PROBLEM DESCRIPTION:
All the data should be transcribed exactly, with every line kept.
>>>>>
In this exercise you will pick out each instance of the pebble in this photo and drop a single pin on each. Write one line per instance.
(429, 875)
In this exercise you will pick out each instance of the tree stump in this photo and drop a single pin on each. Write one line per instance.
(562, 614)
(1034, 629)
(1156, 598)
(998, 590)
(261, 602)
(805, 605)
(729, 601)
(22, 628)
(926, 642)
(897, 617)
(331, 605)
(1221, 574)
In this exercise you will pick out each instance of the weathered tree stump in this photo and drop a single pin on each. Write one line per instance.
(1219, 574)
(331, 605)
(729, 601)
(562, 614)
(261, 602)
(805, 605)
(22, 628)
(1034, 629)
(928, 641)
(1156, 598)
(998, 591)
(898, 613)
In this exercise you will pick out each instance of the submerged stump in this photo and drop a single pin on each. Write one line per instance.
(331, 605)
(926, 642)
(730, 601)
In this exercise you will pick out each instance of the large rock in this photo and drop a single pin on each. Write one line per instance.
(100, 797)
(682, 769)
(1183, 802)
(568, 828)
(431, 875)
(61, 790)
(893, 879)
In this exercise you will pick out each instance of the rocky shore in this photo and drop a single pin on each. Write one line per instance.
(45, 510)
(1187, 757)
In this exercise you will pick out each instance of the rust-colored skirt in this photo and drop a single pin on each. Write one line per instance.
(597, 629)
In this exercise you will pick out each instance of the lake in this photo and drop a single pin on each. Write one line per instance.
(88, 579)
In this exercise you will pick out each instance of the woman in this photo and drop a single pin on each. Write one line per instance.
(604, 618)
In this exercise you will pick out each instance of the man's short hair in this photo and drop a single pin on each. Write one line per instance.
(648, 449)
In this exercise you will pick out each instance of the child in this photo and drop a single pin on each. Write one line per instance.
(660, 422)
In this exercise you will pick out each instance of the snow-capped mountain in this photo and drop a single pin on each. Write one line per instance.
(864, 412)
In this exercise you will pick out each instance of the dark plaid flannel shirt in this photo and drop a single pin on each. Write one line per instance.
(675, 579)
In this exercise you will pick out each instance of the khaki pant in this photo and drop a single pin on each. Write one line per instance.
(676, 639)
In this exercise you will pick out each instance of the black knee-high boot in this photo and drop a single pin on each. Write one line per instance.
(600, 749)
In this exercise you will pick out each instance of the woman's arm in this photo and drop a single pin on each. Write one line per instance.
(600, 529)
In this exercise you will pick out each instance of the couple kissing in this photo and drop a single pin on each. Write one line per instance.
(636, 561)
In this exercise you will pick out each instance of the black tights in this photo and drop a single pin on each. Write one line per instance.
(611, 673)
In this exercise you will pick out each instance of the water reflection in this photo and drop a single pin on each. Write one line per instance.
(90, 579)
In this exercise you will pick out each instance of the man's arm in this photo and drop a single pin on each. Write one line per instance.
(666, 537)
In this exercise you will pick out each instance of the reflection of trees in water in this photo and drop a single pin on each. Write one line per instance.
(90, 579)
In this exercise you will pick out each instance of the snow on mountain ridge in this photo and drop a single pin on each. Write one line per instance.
<<<<<
RESPONSE FOR THIS EXERCISE:
In this exercise you will pick out each instance of the pebble in this photo and drop a single pin on each. Write one line per instance.
(429, 875)
In this exercise you will pick out each instance of the tree stump in this photo and drop a single pin on each. Write one line per instance.
(562, 614)
(1034, 629)
(1156, 598)
(998, 590)
(261, 602)
(805, 605)
(729, 601)
(22, 628)
(926, 642)
(897, 617)
(331, 605)
(1221, 574)
In this exercise you will pick out each instance of the weathered tree stump in this photo and drop a single pin on each. Write one line per instance.
(1219, 574)
(331, 605)
(729, 601)
(562, 614)
(261, 602)
(805, 605)
(22, 628)
(1034, 629)
(928, 641)
(1156, 598)
(998, 591)
(898, 613)
In this exercise you will pick out each instance of the submerged stump in this photo and drop a single pin on each. Write one line per instance.
(331, 605)
(926, 642)
(730, 601)
In this exercise you will pick out each instance of the large rock in this photo and drop a single pin on each. Write one line per instance.
(100, 797)
(682, 769)
(1183, 802)
(568, 828)
(431, 875)
(61, 790)
(893, 879)
In this exercise you will pick out each instance of the rocky shore in this photo and drop a single pin on each. Write one line per instance.
(45, 510)
(1187, 757)
In this exercise you will pick out each instance of the rust-colored skirt in this photo and drop a single pin on each. Write one line per instance.
(597, 629)
In this exercise you will pick out each instance of the lake in this photo and drop a single pin on each. Write one line per instance.
(88, 579)
In this exercise you will pick out each instance of the woman in this photo and drop a single pin on each. Write one line per instance.
(604, 618)
In this exercise you will pick out each instance of the man's short hair in this photo and drop a single pin on each. Write one line per instance.
(648, 449)
In this exercise you will pick out each instance of the child in this photo and drop a single pin on each. Write one line per instance.
(660, 422)
In this exercise you will pick out each instance of the snow-capped mountain in this photo and drop a single pin on each. Write one line per instance.
(864, 412)
In this exercise you will pick out each instance of the dark plaid flannel shirt in this photo and drop a single pin on each. Write one line per instance.
(675, 579)
In this exercise you will pick out each instance of the khaki pant in this photo and drop a single pin on each. Write one line per instance.
(676, 639)
In this exercise you will pick out each instance of the black knee-high boot in this photo and drop a single pin on each. Write one line per instance.
(600, 749)
In this exercise you will pick out each instance of the woman's arm in this photo and drop a single pin on each. Write one line per instance.
(600, 529)
In this exercise you will pick out each instance of the couple kissing in this photo and drop a single pin on each. Write one line per instance.
(636, 561)
In this exercise you will pick out each instance of the black tights in this photo and drop a single pin on each. Write one line per instance.
(611, 673)
In this exercise you will pick out each instance of the water reflection in this photo and drop a single pin on each. Write one line per instance.
(90, 579)
In this exercise you will pick out each instance of the man's arm in this photo and drop a single pin on each. Write one line per instance.
(666, 537)
In this exercise you will pick out each instance of the reflection of trees in water in this photo and drop a single pin on each. Write one line per instance.
(90, 579)
In this exercise you will pick out each instance of the snow on mountain ridge in this photo and drop a single pin on each. Write one line per instance.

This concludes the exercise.